* Planteamiento del problema: Indique si cada afirmación concuerda con el texto de lectura: (a) Pipes sostiene que el comunismo fue una buena idea que salió mal; (b) la propiedad nunca ha dejado de existir en ninguna sociedad; (c) según Pipes, quienes tienen cosas en común riñen menos que los propietarios privados. Responda sí o no en cada caso y cite textualmente las palabras del texto que lo deciden.

* Texto de lectura:
↓

Ante tales distorsiones, resulta preciso acudir a fuentes tan solventes como Richard Pipes, autor del célebre libro, “Historia del comunismo”, donde señala que “el comunismo no era una buena idea que salió mal sino una mala idea”. Por eso, la culpa no fue de los gobernantes de los países comunistas sino de la misma teoría que pergeñó el satánico Marx.
Uno de los fundamentos del marxismo es la abolición de la propiedad privada. Para el comunismo, la propiedad privada era un fenómeno histórico transitorio que desaparecería cuando se estableciera el comunismo. De este modo, las injusticias que se le imputan a la propiedad acabarían.
Pero la propiedad es un hecho histórico que nunca ha dejado de existir en ninguna sociedad. Las personas que tienen cosas en común, apunta Pipes, “son más propensas a reñir que quienes las poseen en régimen de propiedad privada”. La experiencia ha demostrado que conseguir el igualitarismo tiene un precio muy alto: supone sacrificar a las personas para impedir que haya diferencias, privarles de su esfuerzo y someterlos a una servidumbre feudal. El autor señala que “para forzar la igualdad de posesiones es necesario institucionalizar la desigualdad de derechos”. Las purgas, exterminios y hambrunas del socialismo buscaban esa “igualdad”. Y ese fin llevó al cementerio a 100 millones de personas, cuya única culpa era querer sobrevivir.

↑

* Datos proporcionados:

↓

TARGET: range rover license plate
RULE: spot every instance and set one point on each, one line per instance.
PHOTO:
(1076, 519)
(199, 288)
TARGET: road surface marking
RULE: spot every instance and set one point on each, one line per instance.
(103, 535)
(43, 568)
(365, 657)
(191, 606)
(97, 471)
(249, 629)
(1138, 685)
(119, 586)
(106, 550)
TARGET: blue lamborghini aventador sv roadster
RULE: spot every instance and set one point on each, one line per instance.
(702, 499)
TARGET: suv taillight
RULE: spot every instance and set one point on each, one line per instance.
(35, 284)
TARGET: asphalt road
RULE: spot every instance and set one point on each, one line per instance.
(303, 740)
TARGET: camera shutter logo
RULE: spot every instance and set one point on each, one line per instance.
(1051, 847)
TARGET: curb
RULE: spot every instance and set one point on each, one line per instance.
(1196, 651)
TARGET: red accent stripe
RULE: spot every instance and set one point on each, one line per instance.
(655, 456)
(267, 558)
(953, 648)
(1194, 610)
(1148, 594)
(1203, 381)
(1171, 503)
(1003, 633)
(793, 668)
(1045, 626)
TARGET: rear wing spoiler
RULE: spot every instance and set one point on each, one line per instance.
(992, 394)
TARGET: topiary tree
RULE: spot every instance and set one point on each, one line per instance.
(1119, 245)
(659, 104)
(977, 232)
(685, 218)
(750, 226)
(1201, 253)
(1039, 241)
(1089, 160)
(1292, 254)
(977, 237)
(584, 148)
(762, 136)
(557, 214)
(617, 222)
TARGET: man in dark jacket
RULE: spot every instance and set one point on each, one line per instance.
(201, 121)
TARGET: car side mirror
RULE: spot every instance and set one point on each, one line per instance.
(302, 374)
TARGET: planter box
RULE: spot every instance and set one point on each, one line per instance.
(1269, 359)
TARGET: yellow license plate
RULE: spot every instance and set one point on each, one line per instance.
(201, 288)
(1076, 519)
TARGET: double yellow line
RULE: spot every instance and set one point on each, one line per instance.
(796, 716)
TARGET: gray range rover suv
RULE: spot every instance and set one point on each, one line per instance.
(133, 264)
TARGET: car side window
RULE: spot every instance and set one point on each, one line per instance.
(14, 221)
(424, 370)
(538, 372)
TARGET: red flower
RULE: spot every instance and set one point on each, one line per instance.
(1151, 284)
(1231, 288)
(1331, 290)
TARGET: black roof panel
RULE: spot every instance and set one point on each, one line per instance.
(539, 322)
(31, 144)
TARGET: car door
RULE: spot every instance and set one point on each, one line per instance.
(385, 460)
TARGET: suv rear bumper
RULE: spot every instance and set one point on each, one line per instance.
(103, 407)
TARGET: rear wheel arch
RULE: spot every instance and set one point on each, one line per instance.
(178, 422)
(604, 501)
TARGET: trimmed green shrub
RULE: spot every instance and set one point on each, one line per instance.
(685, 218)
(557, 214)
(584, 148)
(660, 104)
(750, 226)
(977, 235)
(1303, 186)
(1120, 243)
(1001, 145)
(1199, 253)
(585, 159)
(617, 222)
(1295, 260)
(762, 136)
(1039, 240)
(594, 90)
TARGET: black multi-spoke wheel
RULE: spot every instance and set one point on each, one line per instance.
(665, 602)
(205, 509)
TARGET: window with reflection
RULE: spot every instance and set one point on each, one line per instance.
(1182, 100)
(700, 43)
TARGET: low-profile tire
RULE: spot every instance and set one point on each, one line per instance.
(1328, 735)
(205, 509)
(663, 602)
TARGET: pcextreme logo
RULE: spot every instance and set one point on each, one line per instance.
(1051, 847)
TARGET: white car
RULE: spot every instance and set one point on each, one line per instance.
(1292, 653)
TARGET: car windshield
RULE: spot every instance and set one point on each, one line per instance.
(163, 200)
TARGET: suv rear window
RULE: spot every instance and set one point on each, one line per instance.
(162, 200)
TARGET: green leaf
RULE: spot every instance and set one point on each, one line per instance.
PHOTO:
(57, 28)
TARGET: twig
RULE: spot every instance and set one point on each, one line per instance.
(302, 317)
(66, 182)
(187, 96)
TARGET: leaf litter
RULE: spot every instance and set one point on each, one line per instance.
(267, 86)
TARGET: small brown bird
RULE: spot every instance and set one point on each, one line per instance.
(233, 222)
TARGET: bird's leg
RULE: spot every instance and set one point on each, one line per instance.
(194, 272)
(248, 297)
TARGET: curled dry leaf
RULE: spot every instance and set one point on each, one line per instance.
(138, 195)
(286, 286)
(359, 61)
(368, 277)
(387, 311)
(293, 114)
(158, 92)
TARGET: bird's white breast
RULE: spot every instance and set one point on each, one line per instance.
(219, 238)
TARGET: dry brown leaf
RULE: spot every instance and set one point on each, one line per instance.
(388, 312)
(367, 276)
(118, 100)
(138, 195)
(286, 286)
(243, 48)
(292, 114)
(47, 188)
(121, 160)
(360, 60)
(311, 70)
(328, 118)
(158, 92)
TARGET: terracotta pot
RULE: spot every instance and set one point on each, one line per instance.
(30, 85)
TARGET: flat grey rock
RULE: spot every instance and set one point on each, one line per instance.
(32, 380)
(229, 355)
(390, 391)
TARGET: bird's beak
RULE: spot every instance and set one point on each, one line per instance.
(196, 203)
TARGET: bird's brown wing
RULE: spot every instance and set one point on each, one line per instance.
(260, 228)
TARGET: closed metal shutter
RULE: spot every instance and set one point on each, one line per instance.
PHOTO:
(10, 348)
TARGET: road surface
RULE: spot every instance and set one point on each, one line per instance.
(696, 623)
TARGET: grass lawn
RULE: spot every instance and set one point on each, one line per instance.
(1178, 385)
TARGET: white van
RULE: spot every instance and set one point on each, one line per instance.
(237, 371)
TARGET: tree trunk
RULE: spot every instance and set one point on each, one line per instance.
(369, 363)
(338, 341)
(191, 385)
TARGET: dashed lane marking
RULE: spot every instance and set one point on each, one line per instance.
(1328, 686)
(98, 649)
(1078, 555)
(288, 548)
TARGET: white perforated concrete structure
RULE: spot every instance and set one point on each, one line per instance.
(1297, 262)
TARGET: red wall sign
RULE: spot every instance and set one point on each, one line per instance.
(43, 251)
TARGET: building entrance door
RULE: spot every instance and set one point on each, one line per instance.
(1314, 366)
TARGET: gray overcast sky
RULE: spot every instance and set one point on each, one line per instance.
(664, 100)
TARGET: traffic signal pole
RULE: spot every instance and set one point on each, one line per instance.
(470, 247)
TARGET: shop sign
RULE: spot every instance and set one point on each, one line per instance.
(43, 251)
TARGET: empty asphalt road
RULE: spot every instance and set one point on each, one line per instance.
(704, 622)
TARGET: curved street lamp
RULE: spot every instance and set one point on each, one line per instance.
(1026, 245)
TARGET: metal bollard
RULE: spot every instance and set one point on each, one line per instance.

↑

* Resultado completo:
(a) No: «el comunismo no era una buena idea que salió mal sino una mala idea».
(b) Sí: «la propiedad es un hecho histórico que nunca ha dejado de existir en ninguna sociedad».
(c) No: «son más propensas a reñir que quienes las poseen en régimen de propiedad privada».